WHAT THE EXERCISE ASKS: Copy out the records from their start through the line that contains "224 29 L 228", keeping both ends, and leave the pictures out.

SUPPLIED ENTRIES:
>>>

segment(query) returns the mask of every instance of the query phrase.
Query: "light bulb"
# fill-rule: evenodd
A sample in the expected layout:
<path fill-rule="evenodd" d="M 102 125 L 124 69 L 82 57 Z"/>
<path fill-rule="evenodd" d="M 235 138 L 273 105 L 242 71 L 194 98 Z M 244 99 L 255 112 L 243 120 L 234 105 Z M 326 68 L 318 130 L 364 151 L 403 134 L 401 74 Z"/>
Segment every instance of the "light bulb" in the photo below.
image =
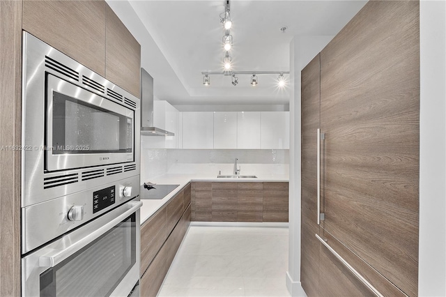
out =
<path fill-rule="evenodd" d="M 224 29 L 228 30 L 228 29 L 231 29 L 231 26 L 232 26 L 232 22 L 231 22 L 231 20 L 226 20 L 224 22 Z"/>

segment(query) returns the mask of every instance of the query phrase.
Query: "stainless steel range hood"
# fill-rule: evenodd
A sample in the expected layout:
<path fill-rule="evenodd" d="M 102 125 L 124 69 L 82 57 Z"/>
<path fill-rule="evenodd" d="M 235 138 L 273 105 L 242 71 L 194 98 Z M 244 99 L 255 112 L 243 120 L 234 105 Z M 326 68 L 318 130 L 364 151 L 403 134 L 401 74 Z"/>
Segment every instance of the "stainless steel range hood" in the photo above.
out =
<path fill-rule="evenodd" d="M 153 125 L 153 77 L 144 68 L 141 68 L 141 134 L 151 136 L 175 135 Z"/>

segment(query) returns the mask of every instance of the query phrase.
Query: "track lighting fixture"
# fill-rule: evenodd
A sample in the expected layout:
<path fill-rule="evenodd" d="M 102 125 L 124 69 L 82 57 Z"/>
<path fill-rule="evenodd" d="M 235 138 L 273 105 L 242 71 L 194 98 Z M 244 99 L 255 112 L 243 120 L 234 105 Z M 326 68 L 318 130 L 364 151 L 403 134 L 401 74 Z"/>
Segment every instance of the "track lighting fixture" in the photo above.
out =
<path fill-rule="evenodd" d="M 223 59 L 223 63 L 224 64 L 224 70 L 229 70 L 231 69 L 231 64 L 232 62 L 232 58 L 229 56 L 229 53 L 228 52 L 226 52 L 226 55 Z"/>
<path fill-rule="evenodd" d="M 205 86 L 208 86 L 210 84 L 210 79 L 209 78 L 208 75 L 206 75 L 204 77 L 203 77 L 203 84 L 204 84 Z"/>
<path fill-rule="evenodd" d="M 251 77 L 251 84 L 255 86 L 257 84 L 257 75 L 256 75 L 255 73 L 252 73 L 252 76 Z"/>
<path fill-rule="evenodd" d="M 229 51 L 232 47 L 232 35 L 230 35 L 229 32 L 224 34 L 223 36 L 223 47 L 225 51 Z"/>
<path fill-rule="evenodd" d="M 277 82 L 279 83 L 279 86 L 282 87 L 285 85 L 285 77 L 284 77 L 284 74 L 280 73 L 279 75 L 279 77 L 277 77 Z"/>
<path fill-rule="evenodd" d="M 232 84 L 236 86 L 238 84 L 238 77 L 236 75 L 232 75 Z"/>

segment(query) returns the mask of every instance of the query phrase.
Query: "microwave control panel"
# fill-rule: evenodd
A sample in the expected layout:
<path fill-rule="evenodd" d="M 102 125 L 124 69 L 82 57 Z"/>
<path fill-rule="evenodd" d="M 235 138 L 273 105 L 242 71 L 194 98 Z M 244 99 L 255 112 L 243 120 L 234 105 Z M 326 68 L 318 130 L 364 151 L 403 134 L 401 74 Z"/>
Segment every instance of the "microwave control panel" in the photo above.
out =
<path fill-rule="evenodd" d="M 114 185 L 93 192 L 93 213 L 113 205 L 115 199 Z"/>

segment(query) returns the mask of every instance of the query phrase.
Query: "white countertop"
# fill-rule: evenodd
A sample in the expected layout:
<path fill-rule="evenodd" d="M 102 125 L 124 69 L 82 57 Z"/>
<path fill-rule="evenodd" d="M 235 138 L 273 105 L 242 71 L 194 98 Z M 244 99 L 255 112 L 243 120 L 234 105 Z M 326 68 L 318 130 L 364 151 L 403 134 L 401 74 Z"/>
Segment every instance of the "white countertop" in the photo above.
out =
<path fill-rule="evenodd" d="M 162 199 L 142 199 L 141 208 L 141 224 L 151 218 L 156 211 L 164 205 L 171 198 L 178 193 L 190 181 L 220 181 L 220 182 L 264 182 L 264 181 L 289 181 L 288 175 L 256 174 L 256 178 L 219 178 L 215 175 L 208 174 L 164 174 L 150 181 L 160 185 L 180 185 L 176 189 L 169 193 Z"/>

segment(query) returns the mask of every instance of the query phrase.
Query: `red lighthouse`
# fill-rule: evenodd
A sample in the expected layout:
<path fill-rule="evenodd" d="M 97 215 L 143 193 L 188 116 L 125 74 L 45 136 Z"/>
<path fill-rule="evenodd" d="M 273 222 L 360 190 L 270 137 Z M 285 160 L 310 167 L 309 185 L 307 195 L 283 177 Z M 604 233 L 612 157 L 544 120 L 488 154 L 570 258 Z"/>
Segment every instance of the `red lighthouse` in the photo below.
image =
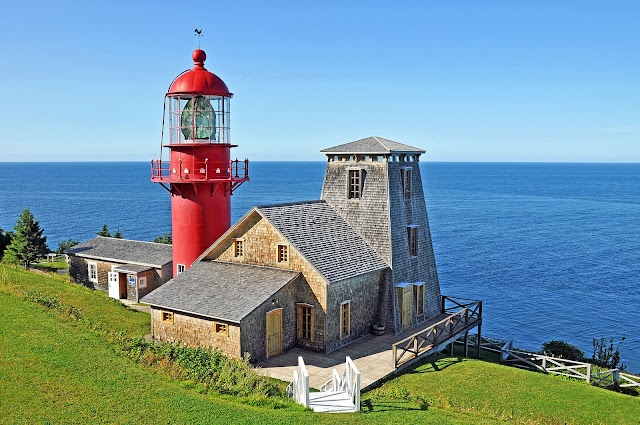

<<<

EXERCISE RESULT:
segment(query) returns the mask of every instance of the query phrase.
Query: "light bulb"
# fill-rule: evenodd
A sample in the expected layout:
<path fill-rule="evenodd" d="M 102 125 L 124 69 L 82 57 Z"/>
<path fill-rule="evenodd" d="M 235 138 L 273 105 L 242 71 L 194 98 Z M 244 99 L 255 112 L 243 120 L 234 105 Z M 326 68 L 318 130 L 364 151 L 403 134 L 401 74 Z"/>
Segment every instance of the "light bulb" in the photo below.
image =
out =
<path fill-rule="evenodd" d="M 224 29 L 228 30 L 228 29 L 231 29 L 231 26 L 232 26 L 232 22 L 231 22 L 231 20 L 226 20 L 224 22 Z"/>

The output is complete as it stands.